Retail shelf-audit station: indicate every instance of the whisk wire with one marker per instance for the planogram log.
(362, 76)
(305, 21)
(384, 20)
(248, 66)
--------------------------------------------------
# [GIVEN TASK]
Update the listing by replacing "planogram log" with "audit log" and changing nothing else.

# [COMPLETED EXERCISE]
Retail shelf-audit station: indicate every instance of the whisk wire with one marker per instance for the audit log.
(362, 76)
(305, 21)
(384, 20)
(248, 66)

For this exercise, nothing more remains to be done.